Write out the whole review of the play Baipás below, word for word.

===== Document passage =====

The nation’s English-language premiere of acclaimed Puerto Rican artist Jacobo Morales’s play Baipás, directed and choreographed by, Julio Monge, is currently on stage at George Street Playhouse. It premiered March 4 and runs through March 20 in New Brunswick, N.J.
Live theater has a special role in presenting real, flesh-and-blood people in challenging situations and seeing how they react, live, and, in the process, challenging audiences as well. Baipás (pronounced BI-pass) does that in ninety minutes while managing to be entertaining, romantic, sorrowful, and even funny.
A big part of its success can be attributed to the two performers: Maggie Bofill as Lorena and Jorge Luna as Antonio. They meet in a strange place—a bare room that might be somewhere in a hospital. They are decidedly human in an abstract space.The most recent event she remembers is being on a respirator after a serious suicide attempt, and what he remembers is undergoing coronary bypass surgery. From time to time they are aware of their “real” bodies, wherever they are: His heartbeat stops, to be revived by a kiss from her; she takes a breath on her own. In these moments the play captures the terror and confusion of hospitalization.
Lorena and Antonio wonder about the room. What is it? A waiting room for death? Who are these people watching them (us)? Among us, they believe they see people from their past—a dead ex-wife, a dead mother. Occasionally speaking about and to the audience is odd at first, yet makes us complicit in their search for understanding.
They circle each other like wary housecats, each taking a turn expressing guilt, fear, hope. Lorena repeatedly voices her mantra, “live in the moment,” but can’t quite do it, suffused by regrets and by curiosity about the future. Pre-heart attack, Antonio’s life was a mess. You’re relieved when they finally come into the moment to dance a love song, a bolero. Adrift in a sea of uncertainty, they find their moment in the dance.
The story unfolds in a bare, elevated box, decorated occasionally with projections that mirror what is going on inside Lorena and Antonio’s hearts. Mostly, there’s nothing there for them to hang onto except each other.
George Street should be congratulated for easing back into live-audience theater with such a complex, innovative, and memorable play. Author Morales is a poet, playwright, actor, and Academy Award-nominated filmmaker, while director Monge was an artistic collaborator on the recent high-powered remake of West Side Story, a production on which George Street’s Artistic Director, David Saint, served as Associate Producer.

===== Data excerpts =====

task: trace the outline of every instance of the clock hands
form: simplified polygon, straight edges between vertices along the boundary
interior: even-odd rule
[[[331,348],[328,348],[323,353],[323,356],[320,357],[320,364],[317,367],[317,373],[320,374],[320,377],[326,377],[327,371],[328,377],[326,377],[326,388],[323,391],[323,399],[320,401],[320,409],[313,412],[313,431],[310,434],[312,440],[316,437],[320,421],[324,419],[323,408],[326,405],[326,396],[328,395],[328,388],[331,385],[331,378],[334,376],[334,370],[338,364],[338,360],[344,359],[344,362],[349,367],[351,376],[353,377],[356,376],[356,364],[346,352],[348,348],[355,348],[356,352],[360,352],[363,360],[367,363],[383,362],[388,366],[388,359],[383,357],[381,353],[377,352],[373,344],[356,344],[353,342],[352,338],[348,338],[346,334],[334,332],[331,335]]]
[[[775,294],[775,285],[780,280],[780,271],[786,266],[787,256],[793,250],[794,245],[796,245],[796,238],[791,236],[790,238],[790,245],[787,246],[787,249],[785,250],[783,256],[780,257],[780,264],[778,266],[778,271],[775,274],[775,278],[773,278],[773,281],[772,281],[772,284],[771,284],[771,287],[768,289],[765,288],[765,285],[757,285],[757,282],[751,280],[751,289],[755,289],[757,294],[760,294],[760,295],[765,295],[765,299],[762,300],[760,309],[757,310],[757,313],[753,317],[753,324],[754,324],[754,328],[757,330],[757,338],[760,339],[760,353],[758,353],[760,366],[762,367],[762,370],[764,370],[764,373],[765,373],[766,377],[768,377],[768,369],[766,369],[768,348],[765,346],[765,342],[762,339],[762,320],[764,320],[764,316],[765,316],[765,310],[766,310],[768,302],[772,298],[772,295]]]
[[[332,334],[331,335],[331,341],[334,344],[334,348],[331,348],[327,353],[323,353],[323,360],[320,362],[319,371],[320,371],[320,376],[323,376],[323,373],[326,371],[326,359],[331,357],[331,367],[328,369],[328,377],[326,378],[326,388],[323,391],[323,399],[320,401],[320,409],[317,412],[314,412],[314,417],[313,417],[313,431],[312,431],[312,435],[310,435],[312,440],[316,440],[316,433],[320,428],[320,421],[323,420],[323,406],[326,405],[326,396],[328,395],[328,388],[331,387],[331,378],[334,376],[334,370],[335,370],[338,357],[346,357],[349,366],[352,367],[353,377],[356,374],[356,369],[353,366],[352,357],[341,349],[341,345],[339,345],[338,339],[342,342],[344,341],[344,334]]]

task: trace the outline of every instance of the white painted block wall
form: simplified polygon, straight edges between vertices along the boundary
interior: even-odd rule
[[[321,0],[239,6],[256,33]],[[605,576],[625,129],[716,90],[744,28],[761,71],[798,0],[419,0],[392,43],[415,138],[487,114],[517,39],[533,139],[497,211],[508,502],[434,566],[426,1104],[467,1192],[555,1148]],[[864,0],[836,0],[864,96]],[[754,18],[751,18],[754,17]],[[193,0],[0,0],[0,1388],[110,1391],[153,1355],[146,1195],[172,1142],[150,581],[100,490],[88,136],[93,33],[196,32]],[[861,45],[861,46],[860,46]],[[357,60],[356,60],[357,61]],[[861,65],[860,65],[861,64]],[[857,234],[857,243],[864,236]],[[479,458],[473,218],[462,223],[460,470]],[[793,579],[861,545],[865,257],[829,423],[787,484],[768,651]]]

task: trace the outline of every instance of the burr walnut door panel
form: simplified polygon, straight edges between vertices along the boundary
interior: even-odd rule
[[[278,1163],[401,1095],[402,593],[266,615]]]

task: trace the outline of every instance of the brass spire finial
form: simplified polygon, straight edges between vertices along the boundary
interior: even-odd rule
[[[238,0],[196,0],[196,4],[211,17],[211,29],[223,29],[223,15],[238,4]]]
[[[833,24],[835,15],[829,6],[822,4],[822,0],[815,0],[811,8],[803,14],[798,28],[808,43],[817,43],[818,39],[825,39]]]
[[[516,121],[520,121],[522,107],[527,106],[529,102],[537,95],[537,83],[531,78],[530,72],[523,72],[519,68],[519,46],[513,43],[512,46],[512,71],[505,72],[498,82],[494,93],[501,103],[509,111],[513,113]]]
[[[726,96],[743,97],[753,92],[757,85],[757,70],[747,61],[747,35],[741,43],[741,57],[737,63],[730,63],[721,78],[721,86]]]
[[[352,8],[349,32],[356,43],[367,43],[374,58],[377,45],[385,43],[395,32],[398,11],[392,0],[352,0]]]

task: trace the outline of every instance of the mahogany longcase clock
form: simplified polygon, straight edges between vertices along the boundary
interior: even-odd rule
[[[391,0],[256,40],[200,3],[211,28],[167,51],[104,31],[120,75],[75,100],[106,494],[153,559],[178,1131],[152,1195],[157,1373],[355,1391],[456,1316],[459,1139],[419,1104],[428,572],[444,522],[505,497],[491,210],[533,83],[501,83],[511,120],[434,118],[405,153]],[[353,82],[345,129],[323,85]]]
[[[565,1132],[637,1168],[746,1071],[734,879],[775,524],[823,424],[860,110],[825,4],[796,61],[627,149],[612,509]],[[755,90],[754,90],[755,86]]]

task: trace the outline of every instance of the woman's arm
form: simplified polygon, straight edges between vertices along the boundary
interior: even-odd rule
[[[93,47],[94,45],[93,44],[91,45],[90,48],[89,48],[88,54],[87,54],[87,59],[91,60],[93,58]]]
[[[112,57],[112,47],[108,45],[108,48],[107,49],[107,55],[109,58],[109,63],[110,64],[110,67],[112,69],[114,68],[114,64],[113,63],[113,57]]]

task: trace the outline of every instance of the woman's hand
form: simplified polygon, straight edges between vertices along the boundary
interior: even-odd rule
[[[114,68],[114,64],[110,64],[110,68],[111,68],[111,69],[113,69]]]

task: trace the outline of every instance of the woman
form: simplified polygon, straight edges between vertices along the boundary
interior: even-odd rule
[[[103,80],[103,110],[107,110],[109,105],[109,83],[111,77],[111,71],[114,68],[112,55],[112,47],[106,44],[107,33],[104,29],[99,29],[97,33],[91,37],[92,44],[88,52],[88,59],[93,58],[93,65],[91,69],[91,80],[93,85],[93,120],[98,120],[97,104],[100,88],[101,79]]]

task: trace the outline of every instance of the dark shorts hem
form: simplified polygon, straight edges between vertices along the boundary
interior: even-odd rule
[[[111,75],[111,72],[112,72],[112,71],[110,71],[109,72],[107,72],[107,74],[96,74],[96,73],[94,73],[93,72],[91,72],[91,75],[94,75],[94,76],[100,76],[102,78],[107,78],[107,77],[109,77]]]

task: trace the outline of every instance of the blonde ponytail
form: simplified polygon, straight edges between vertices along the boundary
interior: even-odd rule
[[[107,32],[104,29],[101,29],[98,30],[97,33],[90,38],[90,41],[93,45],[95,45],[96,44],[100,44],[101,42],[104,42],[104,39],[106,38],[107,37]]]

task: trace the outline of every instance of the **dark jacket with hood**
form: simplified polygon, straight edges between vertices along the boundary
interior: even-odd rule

=====

[Task result]
The nation’s English-language premiere of acclaimed Puerto Rican artist Jacobo Morales’s play Baipás, directed and choreographed by, Julio Monge, is currently on stage at George Street Playhouse. It premiered March 4 and runs through March 20 in New Brunswick, N.J.
Live theater has a special role in presenting real, flesh-and-blood people in challenging situations and seeing how they react, live, and, in the process, challenging audiences as well. Baipás (pronounced BI-pass) does that in ninety minutes while managing to be entertaining, romantic, sorrowful, and even funny.
A big part of its success can be attributed to the two performers: Maggie Bofill as Lorena and Jorge Luna as Antonio. They meet in a strange place—a bare room that might be somewhere in a hospital. They are decidedly human in an abstract space.The most recent event she remembers is being on a respirator after a serious suicide attempt, and what he remembers is undergoing coronary bypass surgery. From time to time they are aware of their “real” bodies, wherever they are: His heartbeat stops, to be revived by a kiss from her; she takes a breath on her own. In these moments the play captures the terror and confusion of hospitalization.
Lorena and Antonio wonder about the room. What is it? A waiting room for death? Who are these people watching them (us)? Among us, they believe they see people from their past—a dead ex-wife, a dead mother. Occasionally speaking about and to the audience is odd at first, yet makes us complicit in their search for understanding.
They circle each other like wary housecats, each taking a turn expressing guilt, fear, hope. Lorena repeatedly voices her mantra, “live in the moment,” but can’t quite do it, suffused by regrets and by curiosity about the future. Pre-heart attack, Antonio’s life was a mess. You’re relieved when they finally come into the moment to dance a love song, a bolero. Adrift in a sea of uncertainty, they find their moment in the dance.
The story unfolds in a bare, elevated box, decorated occasionally with projections that mirror what is going on inside Lorena and Antonio’s hearts. Mostly, there’s nothing there for them to hang onto except each other.
George Street should be congratulated for easing back into live-audience theater with such a complex, innovative, and memorable play. Author Morales is a poet, playwright, actor, and Academy Award-nominated filmmaker, while director Monge was an artistic collaborator on the recent high-powered remake of West Side Story, a production on which George Street’s Artistic Director, David Saint, served as Associate Producer.